> **Set problem**
Please recast the rows as a JSON list of strings, one string per line, starting with the first line and going on through the line with "48L336 48L347 42L355", both included. Leave out blank lines and pictures.

> **Input**
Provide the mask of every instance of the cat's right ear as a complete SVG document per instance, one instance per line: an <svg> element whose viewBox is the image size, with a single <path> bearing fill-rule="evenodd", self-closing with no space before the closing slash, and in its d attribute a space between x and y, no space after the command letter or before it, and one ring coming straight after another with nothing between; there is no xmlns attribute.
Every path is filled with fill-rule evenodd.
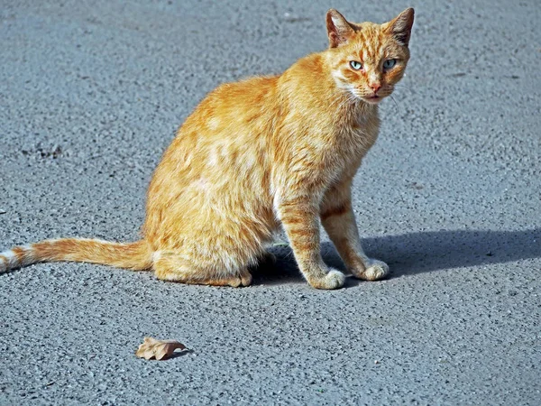
<svg viewBox="0 0 541 406"><path fill-rule="evenodd" d="M329 48L336 48L347 42L355 33L352 24L334 8L327 12L326 23Z"/></svg>

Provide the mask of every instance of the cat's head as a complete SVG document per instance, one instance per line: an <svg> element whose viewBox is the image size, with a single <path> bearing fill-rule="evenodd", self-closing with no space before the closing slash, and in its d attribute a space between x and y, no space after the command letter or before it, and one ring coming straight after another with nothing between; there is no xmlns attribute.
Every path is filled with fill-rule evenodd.
<svg viewBox="0 0 541 406"><path fill-rule="evenodd" d="M353 23L329 10L329 61L336 85L370 104L390 95L409 60L413 17L408 8L382 24Z"/></svg>

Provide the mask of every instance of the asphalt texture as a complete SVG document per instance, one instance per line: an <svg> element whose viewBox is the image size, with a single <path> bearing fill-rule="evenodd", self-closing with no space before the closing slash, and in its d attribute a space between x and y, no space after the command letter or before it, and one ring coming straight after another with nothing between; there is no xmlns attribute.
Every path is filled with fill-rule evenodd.
<svg viewBox="0 0 541 406"><path fill-rule="evenodd" d="M287 247L244 289L82 263L0 275L1 404L541 404L541 7L2 1L0 251L137 239L174 132L218 84L416 8L353 188L392 274L310 288ZM324 235L326 262L343 267ZM145 336L190 351L138 359Z"/></svg>

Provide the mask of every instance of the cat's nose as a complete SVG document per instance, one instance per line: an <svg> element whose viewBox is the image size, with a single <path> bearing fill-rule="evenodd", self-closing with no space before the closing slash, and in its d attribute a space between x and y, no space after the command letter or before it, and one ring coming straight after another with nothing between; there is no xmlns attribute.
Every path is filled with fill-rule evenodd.
<svg viewBox="0 0 541 406"><path fill-rule="evenodd" d="M380 82L373 82L369 84L368 86L374 91L374 93L378 93L378 90L381 88L381 84Z"/></svg>

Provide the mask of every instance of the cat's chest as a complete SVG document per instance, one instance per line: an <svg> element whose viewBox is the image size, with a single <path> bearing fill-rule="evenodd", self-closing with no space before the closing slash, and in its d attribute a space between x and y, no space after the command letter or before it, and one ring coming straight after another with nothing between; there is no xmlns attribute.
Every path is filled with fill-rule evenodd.
<svg viewBox="0 0 541 406"><path fill-rule="evenodd" d="M335 147L347 161L362 158L378 138L380 118L376 113L358 114L340 123L336 128ZM346 162L351 163L351 162Z"/></svg>

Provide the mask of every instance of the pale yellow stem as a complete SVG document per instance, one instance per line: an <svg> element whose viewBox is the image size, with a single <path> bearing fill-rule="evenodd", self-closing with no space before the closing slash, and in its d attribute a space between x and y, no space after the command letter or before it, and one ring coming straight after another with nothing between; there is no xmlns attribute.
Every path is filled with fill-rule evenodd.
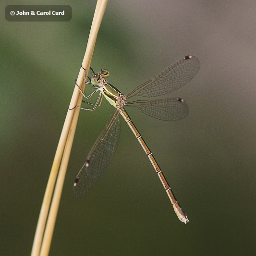
<svg viewBox="0 0 256 256"><path fill-rule="evenodd" d="M98 0L97 2L85 53L82 62L83 67L86 70L89 70L98 33L107 3L107 0ZM84 76L84 70L81 68L77 83L82 90L85 86ZM69 108L71 109L76 105L81 106L82 98L83 96L75 86ZM79 109L76 108L73 110L68 110L67 113L41 208L31 252L32 256L37 256L40 251L40 255L42 256L48 255L49 252L79 110ZM61 158L61 164L42 243L46 219Z"/></svg>

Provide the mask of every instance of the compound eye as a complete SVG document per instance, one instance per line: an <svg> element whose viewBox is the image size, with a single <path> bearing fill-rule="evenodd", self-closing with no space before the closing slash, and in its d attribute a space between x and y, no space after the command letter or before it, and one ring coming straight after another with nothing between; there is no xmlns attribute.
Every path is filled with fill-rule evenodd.
<svg viewBox="0 0 256 256"><path fill-rule="evenodd" d="M93 85L98 85L98 83L99 82L99 75L93 75L91 78L91 82Z"/></svg>
<svg viewBox="0 0 256 256"><path fill-rule="evenodd" d="M102 71L101 71L101 76L103 78L106 78L106 77L108 77L110 75L110 72L107 69L103 69Z"/></svg>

> **Answer to this task**
[
  "Provide the mask of every instance of the cat's right ear as a complete SVG document per instance, one instance per line: an <svg> element whose viewBox is the image size, with a single <path> bearing fill-rule=\"evenodd\", self-closing with no space before the closing slash, and in its d attribute a space between x and y, no space after the command letter or before it, and one ring coming straight after another with nothing between; there is no xmlns attribute.",
  "Every path is filled with fill-rule evenodd.",
  "<svg viewBox=\"0 0 541 406\"><path fill-rule=\"evenodd\" d=\"M329 48L336 48L347 42L355 33L352 24L334 8L327 12L326 23Z\"/></svg>"
]